Problem details
Format the stretch of the listing from the line containing "Point out every instance of the bird's head" through the line containing "x=339, y=273" as a Markdown table with the columns Row and Line, one line per row, with blank lines and pictures left out.

* BEGIN Exercise material *

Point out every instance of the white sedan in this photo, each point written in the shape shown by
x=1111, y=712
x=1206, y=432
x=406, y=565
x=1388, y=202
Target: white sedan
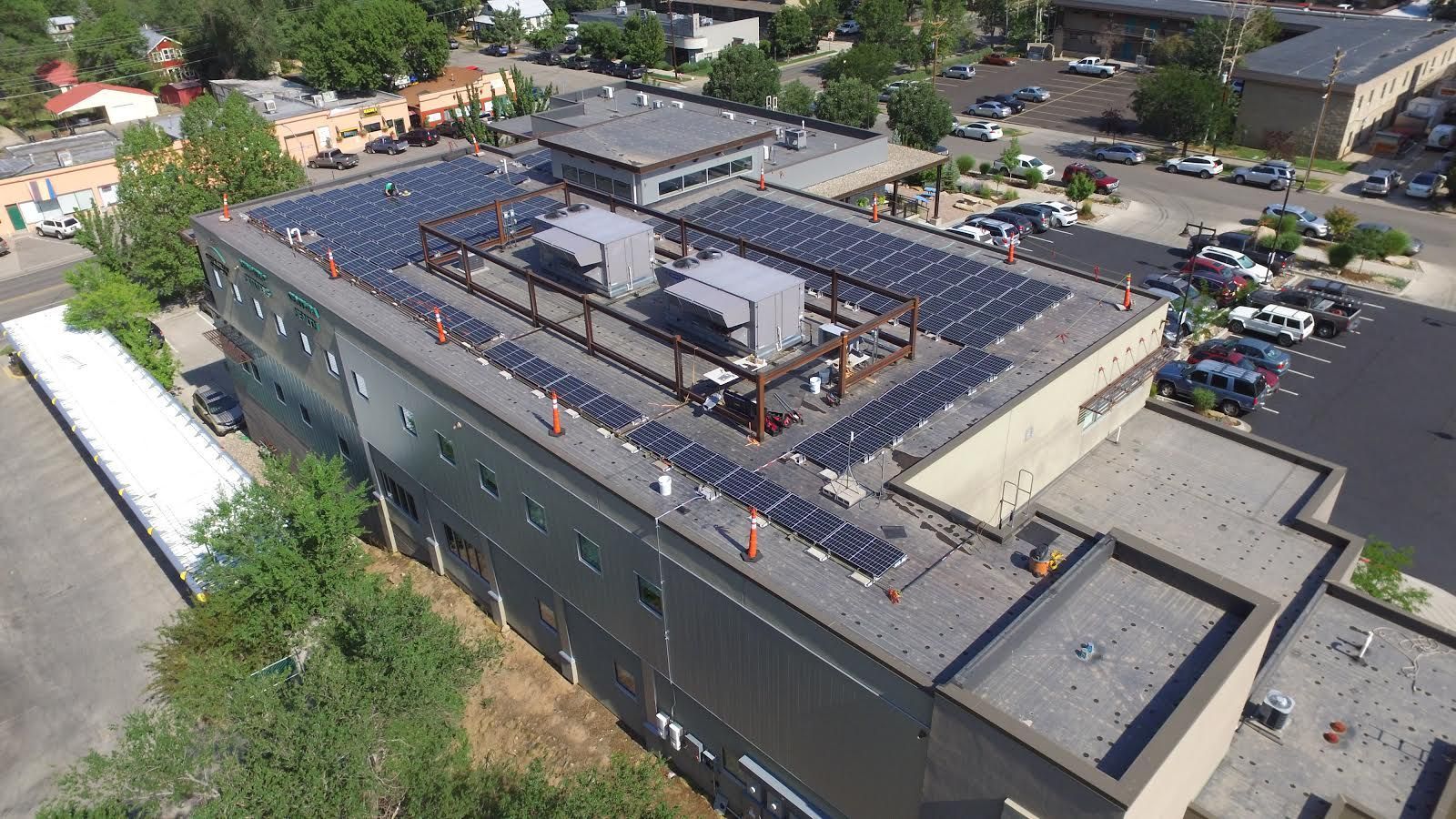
x=985, y=131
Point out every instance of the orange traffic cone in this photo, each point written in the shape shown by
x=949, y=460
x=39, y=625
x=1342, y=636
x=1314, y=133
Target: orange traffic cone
x=555, y=417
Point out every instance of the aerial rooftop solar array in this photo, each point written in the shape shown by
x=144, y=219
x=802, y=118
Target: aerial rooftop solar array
x=861, y=435
x=961, y=299
x=848, y=542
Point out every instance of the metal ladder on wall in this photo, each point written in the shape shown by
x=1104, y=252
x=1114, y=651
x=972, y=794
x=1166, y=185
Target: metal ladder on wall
x=1006, y=511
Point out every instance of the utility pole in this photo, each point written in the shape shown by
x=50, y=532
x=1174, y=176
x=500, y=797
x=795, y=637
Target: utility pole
x=1324, y=106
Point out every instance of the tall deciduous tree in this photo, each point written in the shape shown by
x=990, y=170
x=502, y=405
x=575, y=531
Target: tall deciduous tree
x=360, y=44
x=644, y=41
x=743, y=73
x=848, y=102
x=919, y=116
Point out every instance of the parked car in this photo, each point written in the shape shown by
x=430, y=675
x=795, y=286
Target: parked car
x=999, y=232
x=1104, y=181
x=1382, y=182
x=1008, y=99
x=979, y=130
x=994, y=109
x=217, y=410
x=1285, y=325
x=1239, y=263
x=1040, y=216
x=1026, y=164
x=1424, y=186
x=1205, y=167
x=385, y=145
x=58, y=228
x=1308, y=222
x=1257, y=350
x=422, y=136
x=1410, y=249
x=1332, y=315
x=1237, y=359
x=1235, y=390
x=1267, y=175
x=1125, y=153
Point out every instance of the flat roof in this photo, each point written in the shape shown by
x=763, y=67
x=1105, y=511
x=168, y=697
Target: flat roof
x=965, y=586
x=1398, y=705
x=657, y=137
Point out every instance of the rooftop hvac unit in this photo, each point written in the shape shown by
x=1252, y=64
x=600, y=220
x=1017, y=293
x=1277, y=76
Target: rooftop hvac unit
x=596, y=249
x=733, y=305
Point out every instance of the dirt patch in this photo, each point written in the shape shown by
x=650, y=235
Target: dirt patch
x=523, y=707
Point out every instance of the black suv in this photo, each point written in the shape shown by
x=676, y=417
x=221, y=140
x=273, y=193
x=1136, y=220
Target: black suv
x=422, y=136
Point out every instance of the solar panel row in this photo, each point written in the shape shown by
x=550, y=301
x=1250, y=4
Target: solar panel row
x=851, y=544
x=963, y=300
x=571, y=390
x=861, y=435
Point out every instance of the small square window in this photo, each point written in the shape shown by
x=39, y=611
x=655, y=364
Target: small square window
x=488, y=480
x=535, y=513
x=625, y=680
x=589, y=552
x=650, y=595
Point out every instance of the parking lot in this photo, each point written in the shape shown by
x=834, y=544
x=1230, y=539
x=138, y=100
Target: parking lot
x=1077, y=101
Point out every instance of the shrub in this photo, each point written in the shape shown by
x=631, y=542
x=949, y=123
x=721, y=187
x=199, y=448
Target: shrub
x=1341, y=256
x=1341, y=223
x=1203, y=399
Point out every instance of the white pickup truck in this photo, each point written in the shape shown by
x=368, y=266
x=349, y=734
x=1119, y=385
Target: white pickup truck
x=1094, y=66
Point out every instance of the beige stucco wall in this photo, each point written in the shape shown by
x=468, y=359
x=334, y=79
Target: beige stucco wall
x=1186, y=770
x=1040, y=433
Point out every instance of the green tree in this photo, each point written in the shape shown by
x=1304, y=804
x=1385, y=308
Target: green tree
x=645, y=44
x=109, y=48
x=849, y=102
x=507, y=28
x=919, y=116
x=797, y=98
x=361, y=44
x=743, y=73
x=1081, y=187
x=791, y=31
x=870, y=63
x=603, y=40
x=1380, y=574
x=1184, y=106
x=24, y=46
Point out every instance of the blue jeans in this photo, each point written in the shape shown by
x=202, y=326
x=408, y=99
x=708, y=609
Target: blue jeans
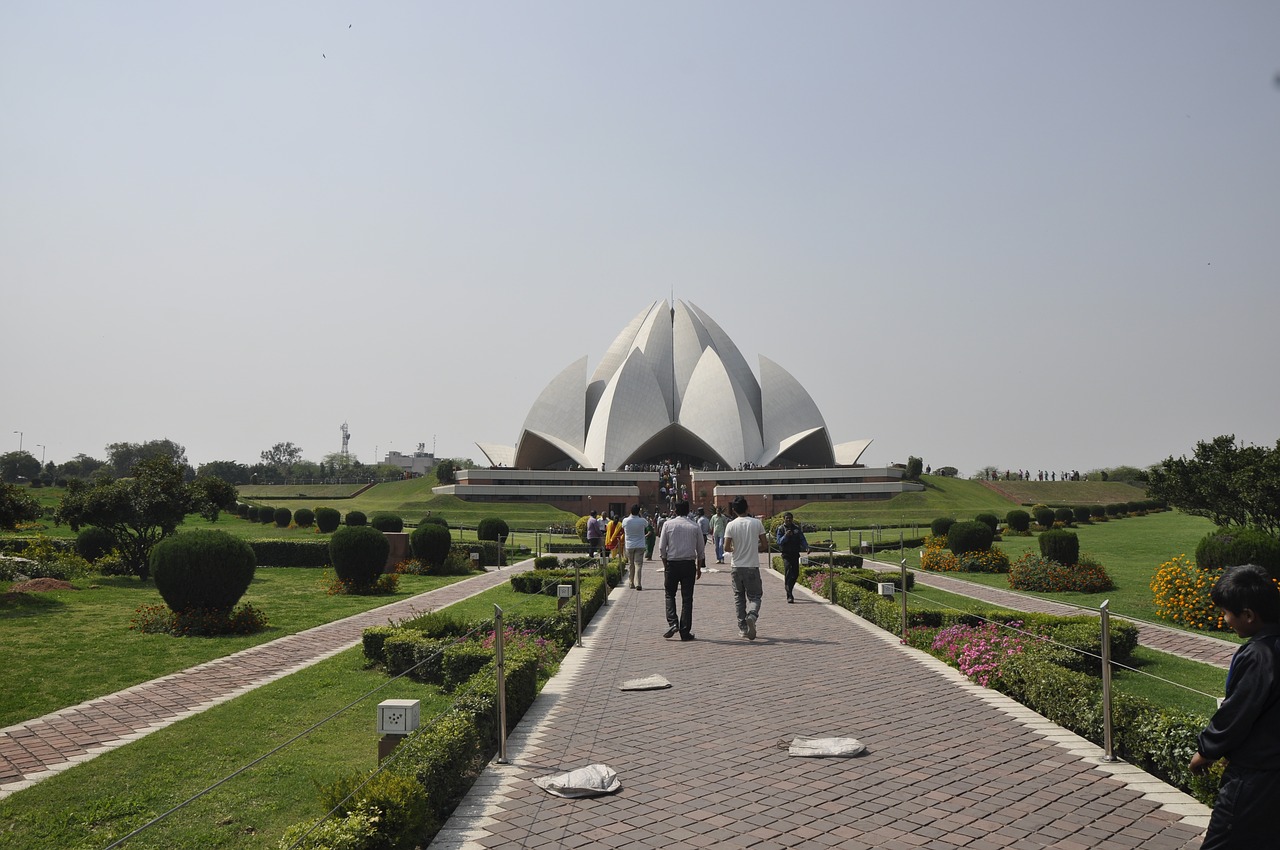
x=748, y=593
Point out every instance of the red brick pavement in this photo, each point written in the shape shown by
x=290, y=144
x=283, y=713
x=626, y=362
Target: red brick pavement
x=54, y=743
x=949, y=764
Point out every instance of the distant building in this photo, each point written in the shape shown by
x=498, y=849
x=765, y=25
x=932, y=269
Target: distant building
x=420, y=462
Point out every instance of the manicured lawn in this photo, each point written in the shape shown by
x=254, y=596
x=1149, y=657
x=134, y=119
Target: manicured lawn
x=71, y=645
x=1130, y=549
x=101, y=800
x=1191, y=680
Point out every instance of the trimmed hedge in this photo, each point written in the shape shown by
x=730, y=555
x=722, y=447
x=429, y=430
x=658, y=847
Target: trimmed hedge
x=359, y=554
x=1061, y=545
x=1018, y=520
x=969, y=537
x=202, y=570
x=328, y=520
x=385, y=521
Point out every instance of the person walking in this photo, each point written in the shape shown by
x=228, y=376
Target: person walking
x=681, y=551
x=632, y=542
x=718, y=522
x=1246, y=729
x=791, y=543
x=745, y=539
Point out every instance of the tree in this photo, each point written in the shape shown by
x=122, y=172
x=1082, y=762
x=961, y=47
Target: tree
x=16, y=466
x=282, y=456
x=124, y=456
x=1229, y=484
x=17, y=506
x=81, y=466
x=211, y=496
x=137, y=511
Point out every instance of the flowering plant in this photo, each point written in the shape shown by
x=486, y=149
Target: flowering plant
x=978, y=650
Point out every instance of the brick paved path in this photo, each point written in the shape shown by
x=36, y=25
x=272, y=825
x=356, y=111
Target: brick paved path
x=949, y=764
x=54, y=743
x=1175, y=641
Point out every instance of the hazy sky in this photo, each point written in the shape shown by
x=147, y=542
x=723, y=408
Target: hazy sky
x=1028, y=234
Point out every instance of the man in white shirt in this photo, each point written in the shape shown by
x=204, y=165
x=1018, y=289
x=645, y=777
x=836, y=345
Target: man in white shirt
x=744, y=539
x=632, y=544
x=681, y=549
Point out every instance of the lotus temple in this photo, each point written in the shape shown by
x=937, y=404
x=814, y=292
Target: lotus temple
x=673, y=389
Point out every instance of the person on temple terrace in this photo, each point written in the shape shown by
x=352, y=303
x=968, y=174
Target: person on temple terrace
x=632, y=542
x=745, y=539
x=1246, y=729
x=681, y=548
x=791, y=543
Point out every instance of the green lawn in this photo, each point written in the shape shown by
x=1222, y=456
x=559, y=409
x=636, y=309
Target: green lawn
x=101, y=800
x=71, y=645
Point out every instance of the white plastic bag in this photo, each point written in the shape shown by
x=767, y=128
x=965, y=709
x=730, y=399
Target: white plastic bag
x=592, y=780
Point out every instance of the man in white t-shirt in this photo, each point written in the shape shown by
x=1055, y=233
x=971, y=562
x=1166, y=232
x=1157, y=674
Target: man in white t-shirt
x=744, y=539
x=632, y=544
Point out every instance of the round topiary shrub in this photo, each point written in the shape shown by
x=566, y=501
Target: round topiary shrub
x=492, y=529
x=940, y=526
x=328, y=520
x=202, y=570
x=1233, y=545
x=1061, y=545
x=1018, y=520
x=969, y=537
x=92, y=543
x=359, y=554
x=430, y=544
x=384, y=521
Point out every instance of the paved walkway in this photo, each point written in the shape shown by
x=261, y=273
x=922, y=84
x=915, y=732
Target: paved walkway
x=46, y=745
x=703, y=763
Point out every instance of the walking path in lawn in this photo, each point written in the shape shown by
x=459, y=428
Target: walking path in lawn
x=705, y=763
x=1175, y=641
x=46, y=745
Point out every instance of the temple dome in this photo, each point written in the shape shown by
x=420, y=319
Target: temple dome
x=672, y=384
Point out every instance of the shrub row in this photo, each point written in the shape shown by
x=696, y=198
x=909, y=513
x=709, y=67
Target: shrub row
x=1064, y=686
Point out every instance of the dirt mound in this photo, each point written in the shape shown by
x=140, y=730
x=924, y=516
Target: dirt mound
x=37, y=585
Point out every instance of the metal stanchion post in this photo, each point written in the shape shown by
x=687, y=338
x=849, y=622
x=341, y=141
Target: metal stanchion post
x=1107, y=753
x=498, y=638
x=577, y=601
x=903, y=579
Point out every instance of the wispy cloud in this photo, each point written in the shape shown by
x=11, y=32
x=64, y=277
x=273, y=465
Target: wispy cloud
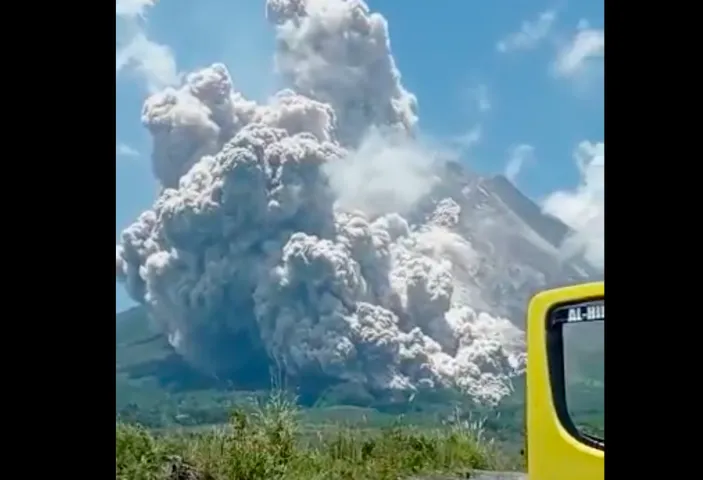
x=583, y=208
x=132, y=8
x=153, y=62
x=481, y=97
x=519, y=156
x=586, y=46
x=467, y=140
x=531, y=33
x=124, y=150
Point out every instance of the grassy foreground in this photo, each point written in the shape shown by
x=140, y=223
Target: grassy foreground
x=269, y=443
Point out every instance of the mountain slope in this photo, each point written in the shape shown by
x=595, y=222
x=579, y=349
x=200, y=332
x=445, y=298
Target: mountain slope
x=515, y=250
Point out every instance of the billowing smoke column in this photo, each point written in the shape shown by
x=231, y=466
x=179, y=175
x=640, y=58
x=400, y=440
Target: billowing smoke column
x=255, y=250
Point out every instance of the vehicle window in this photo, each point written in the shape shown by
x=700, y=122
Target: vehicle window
x=584, y=376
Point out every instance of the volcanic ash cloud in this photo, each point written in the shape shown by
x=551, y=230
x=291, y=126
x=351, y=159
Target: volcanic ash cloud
x=256, y=243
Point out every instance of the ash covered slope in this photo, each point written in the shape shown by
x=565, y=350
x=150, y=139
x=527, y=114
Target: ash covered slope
x=316, y=234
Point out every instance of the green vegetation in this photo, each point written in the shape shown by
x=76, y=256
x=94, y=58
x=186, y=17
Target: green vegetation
x=269, y=442
x=157, y=389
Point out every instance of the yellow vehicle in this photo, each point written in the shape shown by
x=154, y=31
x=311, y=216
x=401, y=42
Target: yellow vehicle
x=565, y=384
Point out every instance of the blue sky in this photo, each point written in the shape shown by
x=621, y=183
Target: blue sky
x=521, y=81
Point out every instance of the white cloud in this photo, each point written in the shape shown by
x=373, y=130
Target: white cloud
x=583, y=209
x=530, y=34
x=124, y=150
x=153, y=62
x=518, y=157
x=586, y=46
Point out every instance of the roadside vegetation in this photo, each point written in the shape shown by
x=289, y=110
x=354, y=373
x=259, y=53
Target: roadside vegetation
x=269, y=442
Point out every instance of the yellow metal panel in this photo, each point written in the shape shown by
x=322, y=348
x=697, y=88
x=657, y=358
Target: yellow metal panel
x=553, y=453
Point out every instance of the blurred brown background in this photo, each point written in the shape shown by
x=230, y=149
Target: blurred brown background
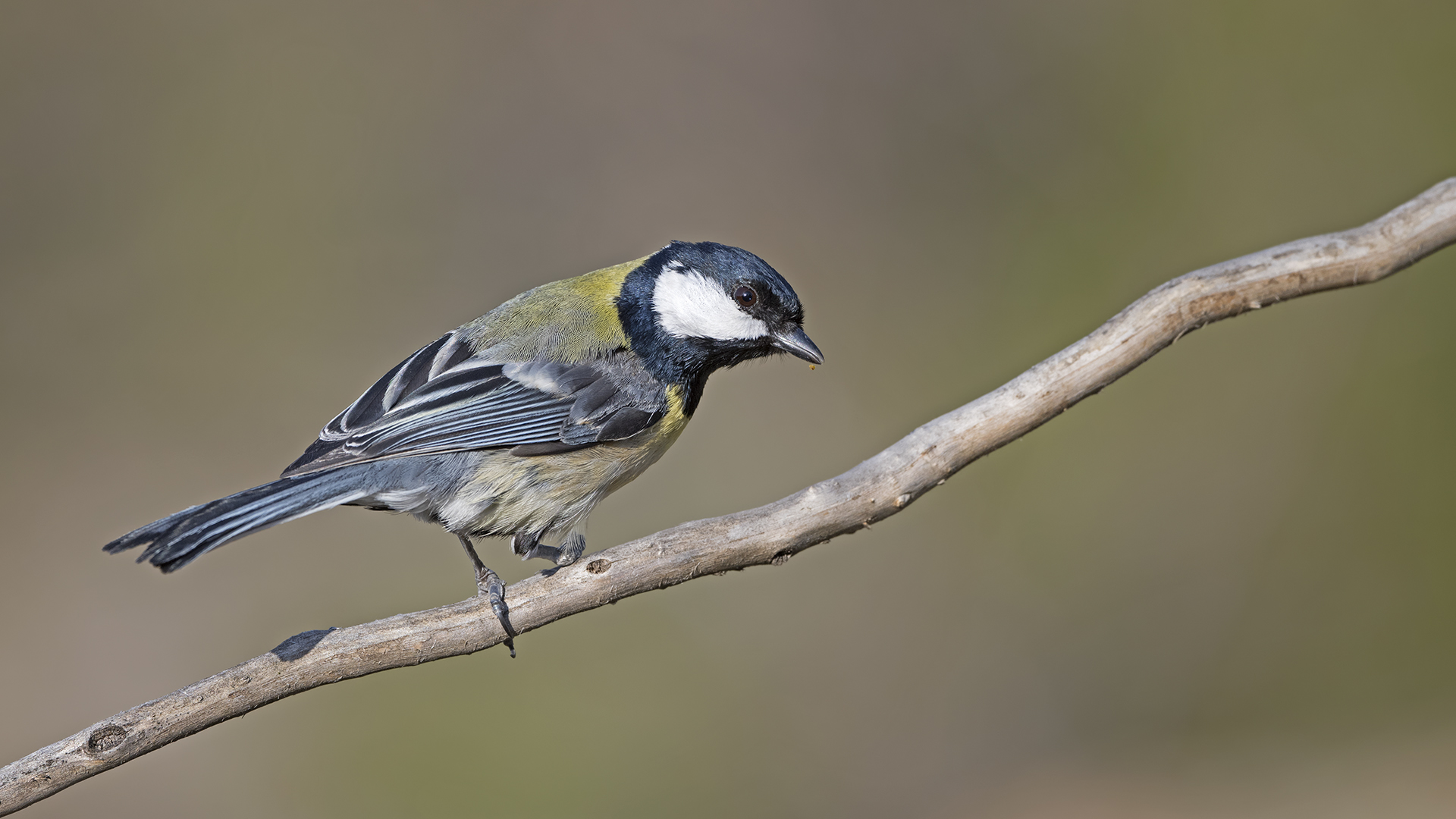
x=1222, y=588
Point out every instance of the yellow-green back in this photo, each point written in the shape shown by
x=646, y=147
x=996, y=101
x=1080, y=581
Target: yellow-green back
x=574, y=319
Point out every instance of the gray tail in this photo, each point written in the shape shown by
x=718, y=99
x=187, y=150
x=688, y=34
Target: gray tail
x=181, y=538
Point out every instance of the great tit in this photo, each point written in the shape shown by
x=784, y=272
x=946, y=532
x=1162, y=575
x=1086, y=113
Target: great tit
x=519, y=423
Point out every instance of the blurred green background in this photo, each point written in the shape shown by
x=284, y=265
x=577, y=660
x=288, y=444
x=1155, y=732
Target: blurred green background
x=1223, y=588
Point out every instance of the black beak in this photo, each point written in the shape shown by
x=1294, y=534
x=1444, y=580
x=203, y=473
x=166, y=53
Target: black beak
x=799, y=344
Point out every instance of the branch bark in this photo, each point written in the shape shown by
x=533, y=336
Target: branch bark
x=770, y=534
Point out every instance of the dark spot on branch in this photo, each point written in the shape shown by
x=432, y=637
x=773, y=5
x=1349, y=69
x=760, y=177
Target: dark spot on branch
x=300, y=645
x=105, y=738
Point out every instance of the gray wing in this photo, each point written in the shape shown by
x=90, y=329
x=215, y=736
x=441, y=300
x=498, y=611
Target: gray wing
x=444, y=400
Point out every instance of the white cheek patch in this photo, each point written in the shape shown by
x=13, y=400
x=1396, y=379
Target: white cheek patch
x=691, y=305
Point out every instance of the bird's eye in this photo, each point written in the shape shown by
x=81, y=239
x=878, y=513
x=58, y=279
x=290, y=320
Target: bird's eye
x=745, y=297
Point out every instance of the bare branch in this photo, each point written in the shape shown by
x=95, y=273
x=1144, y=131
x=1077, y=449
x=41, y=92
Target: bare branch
x=871, y=491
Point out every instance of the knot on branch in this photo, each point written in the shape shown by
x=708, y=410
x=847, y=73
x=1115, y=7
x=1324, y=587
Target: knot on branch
x=105, y=738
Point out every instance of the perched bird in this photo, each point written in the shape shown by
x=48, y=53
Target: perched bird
x=519, y=423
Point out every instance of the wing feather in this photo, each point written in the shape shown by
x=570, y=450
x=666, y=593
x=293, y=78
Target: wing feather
x=443, y=400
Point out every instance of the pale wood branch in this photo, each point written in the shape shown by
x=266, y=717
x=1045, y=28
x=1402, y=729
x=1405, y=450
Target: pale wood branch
x=770, y=534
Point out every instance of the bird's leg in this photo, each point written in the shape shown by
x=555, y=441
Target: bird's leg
x=488, y=585
x=566, y=554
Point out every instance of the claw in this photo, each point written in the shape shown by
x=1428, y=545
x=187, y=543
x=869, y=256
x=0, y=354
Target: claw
x=488, y=585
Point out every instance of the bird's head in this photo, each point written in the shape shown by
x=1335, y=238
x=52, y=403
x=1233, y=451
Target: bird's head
x=698, y=306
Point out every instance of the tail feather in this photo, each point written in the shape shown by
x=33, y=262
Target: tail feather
x=181, y=538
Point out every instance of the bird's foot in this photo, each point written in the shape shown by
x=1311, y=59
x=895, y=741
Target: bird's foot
x=488, y=585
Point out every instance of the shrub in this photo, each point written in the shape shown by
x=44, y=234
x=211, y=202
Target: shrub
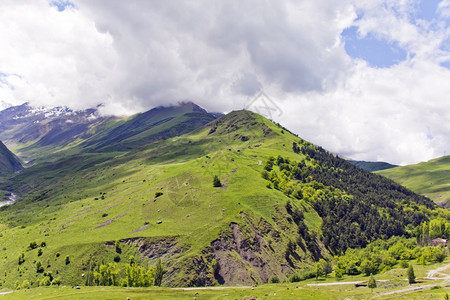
x=25, y=285
x=32, y=245
x=56, y=281
x=216, y=181
x=21, y=258
x=301, y=276
x=117, y=247
x=45, y=281
x=274, y=279
x=39, y=267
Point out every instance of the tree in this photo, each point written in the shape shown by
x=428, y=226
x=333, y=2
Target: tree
x=159, y=272
x=216, y=181
x=319, y=268
x=117, y=247
x=327, y=268
x=372, y=282
x=410, y=274
x=339, y=273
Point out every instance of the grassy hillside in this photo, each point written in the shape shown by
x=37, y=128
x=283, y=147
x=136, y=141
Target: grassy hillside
x=431, y=178
x=372, y=166
x=9, y=163
x=282, y=204
x=39, y=139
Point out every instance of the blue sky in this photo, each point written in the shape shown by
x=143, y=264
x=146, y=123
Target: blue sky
x=380, y=52
x=367, y=79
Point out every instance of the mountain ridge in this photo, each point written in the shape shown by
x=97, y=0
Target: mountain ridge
x=279, y=208
x=9, y=163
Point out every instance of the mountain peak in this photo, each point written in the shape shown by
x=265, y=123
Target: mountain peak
x=9, y=163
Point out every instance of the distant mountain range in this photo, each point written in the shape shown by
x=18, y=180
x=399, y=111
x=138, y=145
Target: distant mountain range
x=233, y=199
x=431, y=178
x=9, y=163
x=372, y=166
x=47, y=133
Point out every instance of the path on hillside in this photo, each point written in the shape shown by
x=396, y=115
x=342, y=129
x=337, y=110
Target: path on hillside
x=433, y=274
x=11, y=199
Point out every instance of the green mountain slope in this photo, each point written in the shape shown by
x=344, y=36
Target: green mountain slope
x=281, y=205
x=372, y=166
x=8, y=161
x=430, y=178
x=38, y=138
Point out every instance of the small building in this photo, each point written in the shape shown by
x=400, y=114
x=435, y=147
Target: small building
x=439, y=241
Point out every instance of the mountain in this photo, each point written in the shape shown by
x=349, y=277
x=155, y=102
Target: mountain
x=236, y=201
x=9, y=163
x=431, y=178
x=372, y=166
x=157, y=124
x=39, y=132
x=46, y=134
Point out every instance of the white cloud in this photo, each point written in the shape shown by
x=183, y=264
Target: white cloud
x=134, y=55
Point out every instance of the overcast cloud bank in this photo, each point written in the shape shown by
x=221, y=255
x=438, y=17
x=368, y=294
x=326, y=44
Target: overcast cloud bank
x=134, y=55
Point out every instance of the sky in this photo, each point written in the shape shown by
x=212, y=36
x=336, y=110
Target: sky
x=367, y=79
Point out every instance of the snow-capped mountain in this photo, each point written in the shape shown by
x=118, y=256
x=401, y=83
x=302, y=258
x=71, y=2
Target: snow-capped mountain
x=26, y=127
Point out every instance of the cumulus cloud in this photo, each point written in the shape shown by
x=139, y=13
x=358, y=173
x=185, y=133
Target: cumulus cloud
x=134, y=55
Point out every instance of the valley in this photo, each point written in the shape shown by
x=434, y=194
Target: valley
x=233, y=200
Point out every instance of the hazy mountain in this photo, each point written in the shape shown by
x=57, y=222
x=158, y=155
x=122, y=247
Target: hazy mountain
x=9, y=163
x=235, y=201
x=431, y=178
x=372, y=166
x=46, y=134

* END Exercise material *

Solution below
| Row | Line |
|---|---|
| 1 | Point out every instance of the bird's head in this photo, each point written in the shape shown by |
| 2 | x=1335, y=238 |
| 3 | x=52, y=403 |
| 4 | x=1233, y=451 |
| 5 | Target: bird's head |
| 6 | x=698, y=306 |
| 7 | Point out every instance of the tail feather in this photo, each point written in the shape shown by |
| 8 | x=33, y=262 |
| 9 | Target: tail feather |
| 10 | x=181, y=538 |
| 11 | Point out every instance of the bird's foot in this photo, each point written in the shape shown by |
| 12 | x=1311, y=59 |
| 13 | x=895, y=741 |
| 14 | Target: bird's foot |
| 15 | x=488, y=585 |
| 16 | Point out every instance of the shrub in this photo, each point written in the shape shown by |
| 17 | x=44, y=234 |
| 18 | x=211, y=202 |
| 19 | Target: shrub |
| 20 | x=25, y=285 |
| 21 | x=32, y=245 |
| 22 | x=56, y=281 |
| 23 | x=216, y=181 |
| 24 | x=21, y=258 |
| 25 | x=301, y=276 |
| 26 | x=117, y=247 |
| 27 | x=45, y=281 |
| 28 | x=274, y=279 |
| 29 | x=39, y=267 |
| 30 | Point out every instance of the tree in this photo, each point written in the shape shown by |
| 31 | x=428, y=226 |
| 32 | x=333, y=2 |
| 33 | Target: tree |
| 34 | x=159, y=272 |
| 35 | x=216, y=181 |
| 36 | x=319, y=268 |
| 37 | x=117, y=247 |
| 38 | x=327, y=268 |
| 39 | x=372, y=282 |
| 40 | x=410, y=274 |
| 41 | x=339, y=273 |